Objetivo do exercício: No texto «Saudades da Escola», o que a jovem do poema folheia no café?

═════ Excerto fornecido

Não é neccessário vivermos ao lado de alguém para nos sentirmos ligados a esse alguém mais do que a qualquer outra pessoa...

sábado, 20 de novembro de 2021

Saudades da Escola...

Saudades não as quero... Não mandes mais esta saudade
ouve os meus ais por caridade
ou eu então deixo esfriar esta paixão
amor podes mandar se for sincero
saudades isso não pois não as quero


 Dezasseis anos, talvez.
 Vejo-a, no café, cada manhã, 
A folhear, atenta, um compêndio de inglês,
 Com um perfume a Escola e a maçã. 

 Não me canso de a olhar. 
Às vezes, olha (Um velho!), num desvio de atenção,
 E logo volta a folha, 
Enquanto molha o bolo no «galão».

 Eu saio, com pesar, bebida a «bica».
 Ela é a minha manhã, 
Tão natural, tão clara... que ali fica.

 - Que saudades da Escola! Que fome de maçã!


Conheci, aos dezanove anos, o autor deste poema ...  Era um homem, à época, de 50 -60 anos( nesse tempo 50 ou 60 anos eram exatamente a mesmo idade...) pretensamente austero, mas irónico e muito gentleman . Contavam-se, em surdina, histórias sobre um rapaz da nossa idade,  que vinha , semanalmente, com ele de lisboa, mas nunca me preocupei com especulações sobre a vida alheia..

══════════
═════ Listagem de dados

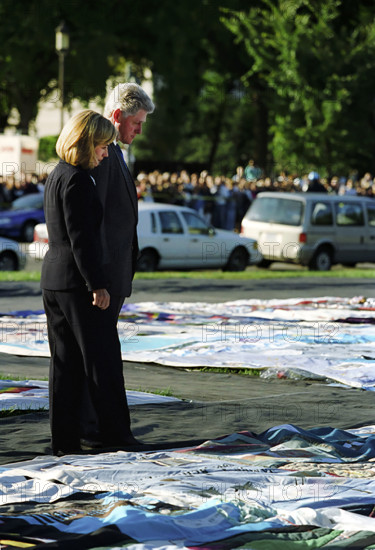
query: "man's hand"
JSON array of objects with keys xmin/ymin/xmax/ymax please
[{"xmin": 92, "ymin": 288, "xmax": 111, "ymax": 309}]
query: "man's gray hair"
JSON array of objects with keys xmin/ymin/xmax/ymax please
[{"xmin": 104, "ymin": 82, "xmax": 155, "ymax": 118}]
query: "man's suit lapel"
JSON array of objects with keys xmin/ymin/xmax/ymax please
[{"xmin": 110, "ymin": 143, "xmax": 138, "ymax": 218}]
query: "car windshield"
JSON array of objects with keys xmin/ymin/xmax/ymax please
[
  {"xmin": 246, "ymin": 197, "xmax": 303, "ymax": 225},
  {"xmin": 10, "ymin": 193, "xmax": 43, "ymax": 210}
]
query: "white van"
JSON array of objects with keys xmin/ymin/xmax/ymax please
[{"xmin": 241, "ymin": 192, "xmax": 375, "ymax": 271}]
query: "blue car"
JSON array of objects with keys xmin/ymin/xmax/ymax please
[{"xmin": 0, "ymin": 193, "xmax": 45, "ymax": 243}]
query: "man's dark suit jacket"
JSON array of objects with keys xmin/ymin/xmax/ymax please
[
  {"xmin": 92, "ymin": 144, "xmax": 138, "ymax": 298},
  {"xmin": 41, "ymin": 160, "xmax": 108, "ymax": 290}
]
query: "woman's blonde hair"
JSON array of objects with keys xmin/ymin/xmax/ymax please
[{"xmin": 56, "ymin": 109, "xmax": 117, "ymax": 170}]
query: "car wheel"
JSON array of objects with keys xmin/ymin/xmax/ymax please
[
  {"xmin": 21, "ymin": 221, "xmax": 36, "ymax": 243},
  {"xmin": 224, "ymin": 247, "xmax": 249, "ymax": 271},
  {"xmin": 309, "ymin": 247, "xmax": 332, "ymax": 271},
  {"xmin": 0, "ymin": 250, "xmax": 18, "ymax": 271},
  {"xmin": 137, "ymin": 250, "xmax": 159, "ymax": 271}
]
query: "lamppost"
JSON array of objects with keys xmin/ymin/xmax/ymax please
[{"xmin": 55, "ymin": 21, "xmax": 69, "ymax": 134}]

══════════

Resposta à tarefa: Um compêndio de inglês.